### ТЕКСТ СТАТЬИ
1281. Об аскетически–мистических воззрениях старца Артемия см. главу X.
1282. О распространении Иисусовой молитвы в Московской Руси (это не всегда было связано со старчеством) см.: Орлов А. Иисусова молитва на Руси в XVI в., в: ПДП. 185 (1914), введение и тексты.
1283. Иннокентий, архим. Пострижение в монашество (1899). С. 230; это поучение произносилось настоятелем при пострижении в малую схиму.
1284. Яцимирский, в: Сборник ОРЯС. 79. С. 521. Жизнеописание старца Паисия в 1836 г. издано в Нямецком монастыре на молдавском и церковно–славянском языке, без указания имени автора. Церковно–славянский текст был переиздан старцем Макарием Оптинским в 1845 г. в Москве: «Жизнеописание молдавского старца Паисия Величковского». Изд. Оптиной пустыни. В 1847 г. вышло новое издание жизнеописания с несколькими сочинениями самого Паисия, помещенными в приложении; 3–е издание появилось в 1892 г. в Москве. Это последнее издание легло в основу книги С. Четверикова «Молдавский старец схиархимандрит Паисий Величковский. 1 (Petљeri–Eesti (Эстония), 1938/39); вышел ли т. 2 с письмами Паисия, я не знаю; это русское издание является, вероятно, вариантом его же работы о Паисии на румынском языке, ср. рецензию в: Irenikon. 11 (1934). 66.
1285. Жизнеописание (1847). С. 58 и след. Немецкий перевод в моей книге. Op. cit. S. 108–117.
1286. Эти переводы Паисия впоследствии были напечатаны в России: Исаак Сирин в 1811 г., Максим Исповедник в 1855 г., Феодор Студит в 1855 г., авва Варсонофий в 1855 г.; три последних изданы старцем Макарием Оптинским с помощью русского мыслителя И. В. Киреевского; см. их переписку по поводу этого издания, в: Четвериков. Оптина пустынь. С. 107 и след.; Яцимирский. Ук. соч. С. 546 и др. Перевод «Филокалии» под названием «Добротолюбие» вышел в 1793 г. в двух томах in folio. Печатание «Добротолюбия» происходило по благословению митрополита Гавриила Петрова под надзором старца Назария и иеромонаха Филарета (впоследствии старец Филарет из Новоспасского монастыря). Официальными цензорами со стороны Синода были архимандрит Мефодий, ректор Московской Духовной Академии, и игумен Аарон, настоятель Яковлевского монастыря в Ростове (Попов. Описание рукописей Симонова монастыря, в: Чтения. 1910. 2. С. 6). До 1857 г. «Добротолюбие» выдержало не менее шести изданий; характерно, что следующее издание вышло лишь в 1880 г. Потом епископ Феофан Затворник (Говоров) подготовил новое 5–томное издание, которое напечатано было в русском Пантелеимоновом монастыре на Афоне, с 1878 по 1914 г. вышло три издания. «Добротолюбие» Феофана отличается от «Добротолюбия» Паисия: некоторые части восполнены, другие сокращены; что касается языка, трудно сказать, церковно–славянский это язык или русский, ибо язык и стиль Феофана очень своеобразны, переполнены славянизмами и такими словообразованиями, употребленными для передачи греческих аскетически–мистических понятий, которые не вполне понятны читателю. И все же его издания получили чрезвычайно широкое распространение в среде монахов и благочестивых верующих людей, достать их было очень трудно. Двухтомное издание «Добротолюбия» Паисия было еще раз перепечатано в 1902 г. и тоже стало библиографической редкостью.

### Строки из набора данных
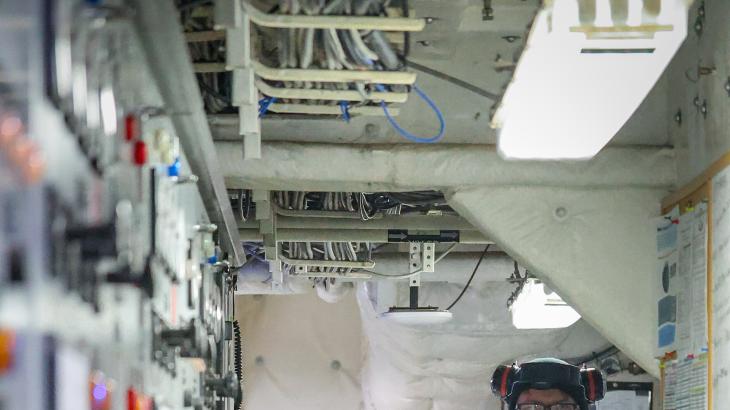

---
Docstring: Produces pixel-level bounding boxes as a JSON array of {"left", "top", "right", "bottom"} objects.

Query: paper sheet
[
  {"left": 655, "top": 208, "right": 684, "bottom": 356},
  {"left": 596, "top": 390, "right": 650, "bottom": 410},
  {"left": 657, "top": 203, "right": 707, "bottom": 358},
  {"left": 712, "top": 168, "right": 730, "bottom": 410}
]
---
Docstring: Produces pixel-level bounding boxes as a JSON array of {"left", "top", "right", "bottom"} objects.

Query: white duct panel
[
  {"left": 492, "top": 0, "right": 691, "bottom": 159},
  {"left": 449, "top": 186, "right": 664, "bottom": 376}
]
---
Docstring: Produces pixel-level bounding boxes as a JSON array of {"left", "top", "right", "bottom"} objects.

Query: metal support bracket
[{"left": 408, "top": 242, "right": 436, "bottom": 276}]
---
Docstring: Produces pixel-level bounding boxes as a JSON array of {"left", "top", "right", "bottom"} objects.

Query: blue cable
[
  {"left": 259, "top": 97, "right": 276, "bottom": 118},
  {"left": 339, "top": 101, "right": 350, "bottom": 123},
  {"left": 375, "top": 84, "right": 446, "bottom": 144}
]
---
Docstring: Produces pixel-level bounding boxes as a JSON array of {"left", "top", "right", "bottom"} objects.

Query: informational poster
[
  {"left": 712, "top": 168, "right": 730, "bottom": 410},
  {"left": 654, "top": 208, "right": 682, "bottom": 356},
  {"left": 663, "top": 353, "right": 707, "bottom": 410},
  {"left": 596, "top": 390, "right": 651, "bottom": 410},
  {"left": 656, "top": 203, "right": 707, "bottom": 358}
]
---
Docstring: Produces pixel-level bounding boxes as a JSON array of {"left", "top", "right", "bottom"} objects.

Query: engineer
[{"left": 492, "top": 359, "right": 606, "bottom": 410}]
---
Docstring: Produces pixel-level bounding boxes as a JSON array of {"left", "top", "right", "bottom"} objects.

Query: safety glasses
[{"left": 517, "top": 403, "right": 580, "bottom": 410}]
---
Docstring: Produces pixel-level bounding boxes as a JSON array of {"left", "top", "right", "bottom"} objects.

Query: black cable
[
  {"left": 446, "top": 244, "right": 492, "bottom": 310},
  {"left": 233, "top": 320, "right": 243, "bottom": 410},
  {"left": 408, "top": 60, "right": 499, "bottom": 101}
]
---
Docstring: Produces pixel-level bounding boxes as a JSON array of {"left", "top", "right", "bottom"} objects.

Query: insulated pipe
[
  {"left": 216, "top": 141, "right": 677, "bottom": 195},
  {"left": 269, "top": 104, "right": 400, "bottom": 117}
]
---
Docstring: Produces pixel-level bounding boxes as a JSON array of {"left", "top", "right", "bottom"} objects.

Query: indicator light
[
  {"left": 167, "top": 158, "right": 180, "bottom": 177},
  {"left": 132, "top": 141, "right": 147, "bottom": 166},
  {"left": 0, "top": 329, "right": 15, "bottom": 375}
]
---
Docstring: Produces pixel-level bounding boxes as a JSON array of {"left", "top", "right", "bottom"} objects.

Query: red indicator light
[
  {"left": 132, "top": 141, "right": 147, "bottom": 167},
  {"left": 0, "top": 329, "right": 15, "bottom": 375}
]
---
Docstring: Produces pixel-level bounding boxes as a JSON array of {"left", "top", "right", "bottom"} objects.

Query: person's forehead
[{"left": 517, "top": 389, "right": 573, "bottom": 404}]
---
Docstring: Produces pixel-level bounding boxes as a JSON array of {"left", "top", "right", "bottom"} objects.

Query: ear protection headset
[{"left": 492, "top": 359, "right": 606, "bottom": 410}]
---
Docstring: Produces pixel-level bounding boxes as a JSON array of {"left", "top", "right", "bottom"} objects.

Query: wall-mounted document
[{"left": 712, "top": 168, "right": 730, "bottom": 410}]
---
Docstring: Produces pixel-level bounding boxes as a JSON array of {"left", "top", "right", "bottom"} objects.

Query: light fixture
[
  {"left": 510, "top": 278, "right": 580, "bottom": 329},
  {"left": 378, "top": 280, "right": 453, "bottom": 326},
  {"left": 492, "top": 0, "right": 691, "bottom": 160},
  {"left": 378, "top": 307, "right": 453, "bottom": 326}
]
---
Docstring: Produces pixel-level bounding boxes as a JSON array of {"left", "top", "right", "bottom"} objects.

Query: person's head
[
  {"left": 517, "top": 389, "right": 580, "bottom": 410},
  {"left": 492, "top": 359, "right": 605, "bottom": 410}
]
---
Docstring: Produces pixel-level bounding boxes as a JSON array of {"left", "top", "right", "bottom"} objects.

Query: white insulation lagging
[{"left": 357, "top": 280, "right": 607, "bottom": 410}]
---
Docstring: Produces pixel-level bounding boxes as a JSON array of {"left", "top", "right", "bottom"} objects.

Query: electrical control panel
[{"left": 0, "top": 0, "right": 242, "bottom": 410}]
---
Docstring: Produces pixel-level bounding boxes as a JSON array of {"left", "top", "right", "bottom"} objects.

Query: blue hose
[
  {"left": 339, "top": 101, "right": 350, "bottom": 122},
  {"left": 259, "top": 97, "right": 276, "bottom": 118},
  {"left": 375, "top": 84, "right": 446, "bottom": 144}
]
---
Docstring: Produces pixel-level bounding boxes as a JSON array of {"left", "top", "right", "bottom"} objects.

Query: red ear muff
[
  {"left": 492, "top": 365, "right": 519, "bottom": 400},
  {"left": 580, "top": 369, "right": 606, "bottom": 403}
]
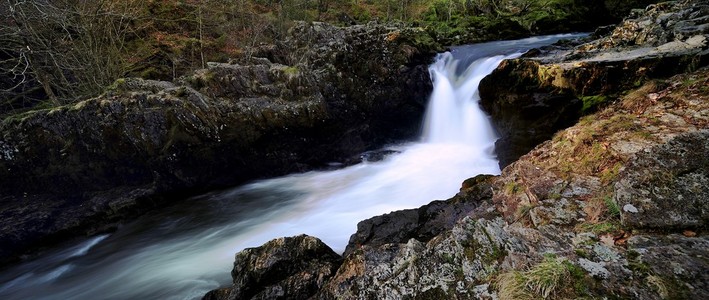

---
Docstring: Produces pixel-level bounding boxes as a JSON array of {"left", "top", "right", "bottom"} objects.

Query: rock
[
  {"left": 344, "top": 175, "right": 492, "bottom": 256},
  {"left": 615, "top": 130, "right": 709, "bottom": 230},
  {"left": 480, "top": 0, "right": 709, "bottom": 167},
  {"left": 202, "top": 235, "right": 342, "bottom": 300},
  {"left": 628, "top": 234, "right": 709, "bottom": 299},
  {"left": 0, "top": 23, "right": 440, "bottom": 263}
]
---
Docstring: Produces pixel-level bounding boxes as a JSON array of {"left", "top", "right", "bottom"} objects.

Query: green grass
[{"left": 497, "top": 255, "right": 584, "bottom": 300}]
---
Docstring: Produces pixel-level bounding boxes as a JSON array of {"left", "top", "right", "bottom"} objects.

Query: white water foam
[{"left": 0, "top": 33, "right": 588, "bottom": 299}]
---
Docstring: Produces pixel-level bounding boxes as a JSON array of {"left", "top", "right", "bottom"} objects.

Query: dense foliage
[{"left": 0, "top": 0, "right": 653, "bottom": 115}]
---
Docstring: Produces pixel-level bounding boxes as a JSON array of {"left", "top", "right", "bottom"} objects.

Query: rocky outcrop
[
  {"left": 203, "top": 235, "right": 342, "bottom": 300},
  {"left": 615, "top": 130, "right": 709, "bottom": 230},
  {"left": 206, "top": 1, "right": 709, "bottom": 299},
  {"left": 480, "top": 1, "right": 709, "bottom": 167},
  {"left": 308, "top": 62, "right": 709, "bottom": 299},
  {"left": 344, "top": 175, "right": 492, "bottom": 256},
  {"left": 0, "top": 23, "right": 439, "bottom": 261}
]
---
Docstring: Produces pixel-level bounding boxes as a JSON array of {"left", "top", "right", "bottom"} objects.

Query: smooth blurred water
[{"left": 0, "top": 35, "right": 588, "bottom": 299}]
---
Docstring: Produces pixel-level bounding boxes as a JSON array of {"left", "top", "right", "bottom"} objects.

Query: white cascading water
[{"left": 0, "top": 36, "right": 588, "bottom": 299}]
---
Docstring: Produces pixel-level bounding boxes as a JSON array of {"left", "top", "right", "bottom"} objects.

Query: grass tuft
[{"left": 496, "top": 255, "right": 573, "bottom": 300}]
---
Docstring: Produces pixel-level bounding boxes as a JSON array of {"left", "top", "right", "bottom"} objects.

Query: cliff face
[
  {"left": 210, "top": 1, "right": 709, "bottom": 299},
  {"left": 480, "top": 1, "right": 709, "bottom": 167},
  {"left": 0, "top": 23, "right": 438, "bottom": 261}
]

### ЗАДАНИЕ 1
Выпишите из примечаний о Паисии Величковском всё, начиная со слов «1284. Яцимирский, в: Сборник» и вплоть до слов «11 (1934). 66.».
### ЗАДАНИЕ 2
Ответьте по примечаниям о Паисии Величковском на вопросы:
(a) Где в 1836 году было издано жизнеописание старца Паисия?
(b) В каком году и в скольких томах вышел перевод «Филокалии» под названием «Добротолюбие»?
(c) В каком году двухтомное издание «Добротолюбия» Паисия было еще раз перепечатано?
### ЗАДАНИЕ 3
Дайте продолжение примечаний о Паисии Величковском, начиная после их последнего предложения.

### ИТОГОВЫЙ ОТВЕТ 1
1284. Яцимирский, в: Сборник ОРЯС. 79. С. 521. Жизнеописание старца Паисия в 1836 г. издано в Нямецком монастыре на молдавском и церковно–славянском языке, без указания имени автора. Церковно–славянский текст был переиздан старцем Макарием Оптинским в 1845 г. в Москве: «Жизнеописание молдавского старца Паисия Величковского». Изд. Оптиной пустыни. В 1847 г. вышло новое издание жизнеописания с несколькими сочинениями самого Паисия, помещенными в приложении; 3–е издание появилось в 1892 г. в Москве. Это последнее издание легло в основу книги С. Четверикова «Молдавский старец схиархимандрит Паисий Величковский. 1 (Petљeri–Eesti (Эстония), 1938/39); вышел ли т. 2 с письмами Паисия, я не знаю; это русское издание является, вероятно, вариантом его же работы о Паисии на румынском языке, ср. рецензию в: Irenikon. 11 (1934). 66.

### ИТОГОВЫЙ ОТВЕТ 2
(a) В Нямецком монастыре.
(b) В 1793 году, в двух томах.
(c) В 1902 году.

### ИТОГОВЫЙ ОТВЕТ 3
1287. Важнейшим из сочинений Паисия является его «Автобиография» (рукопись находилась раньше в Библиотеке Академии наук в Петербурге); к сожалению, А. Яцимирский лишь подробно пересказал ее в: Сборник ОРЯС. 79. С. 515–541; там же его «Устав» (с. 533–538), в отрывках; обширная библиография (с. 550–544), перечень сочинений Паисия (с. 548–550), а также каталог его библиотеки и составленный самим Паисием и его учениками каталог переводов аскетических творений (с. 555–583). Эти библиографические материалы не лишены интереса для историка, ибо они говорят о том, какие аскетические творения предпочитал Паисий: там перечислены 6 списков «Предания» Нила Сорского, 15 рукописных книг с сочинениями прп. Симеона Нового Богослова, 14 списков сочинений Филофея Синайского, 8 списков «Сотницы» Каллиста и Игнатия Ксанфопулов. О духовной биографии Паисия и его учеников дает представление работа: Попов Н. Описание рукописей московского Симонова монастыря (Чтения. 1910. 2), содержащая обширный материал. О влиянии сочинений Нила Сорского на Паисия: Боровкова–Майкова. Нил Сорский и Паисий Величковский. См. также библиографию Н. Арсеньева в: Der christliche Osten. S. 193; отдельные отрывки из сочинений Паисия в: Четвериков С. Путь умного делания и духовного трезвения, в: Путь. 1926. 3. С. 65–83; Из истории русского старчества. Там же. 1927. 7.
1288. Субботин. Архимандрит Феофан, настоятель Кирилло–Новоезерского монастыря (1862). С. 57–75. «Из рассказов отца Феофана».
1289. Яцимирский. Ук. соч. С. 546; Добронравов В. Иеромонах Клеопа, строитель Введенской пустыни (1908); Субботин. Там же. С. 59–62; в книге дана очень выразительная характеристика этого аскета. Стоит отметить, что рассказ о хлебе в пустыни (ср. мою книгу. S. 132), как мы смогли установить впоследствии, очень похож на рассказ из жития прп. Саввы Освященного. Cotelerii Monumenta Eccles. Graecae. 4. P. 322.
1290. Попов. Ук. соч. С. 75, а также в: Пимен. Воспоминания (в разных местах).
1291. Боровкова–Майкова. Ук. соч. С. 32.
1292. Описание Молчанской Софрониевой пустыни (1856). С. 56; Муравьев. Святая гора и Оптина пустынь (1852). С. 129; Яцимирский. Ук. соч. С. 545; Субботин. Ук. соч. С. 15, 18; Денисов. № 585; Зверинский. 2. № 933.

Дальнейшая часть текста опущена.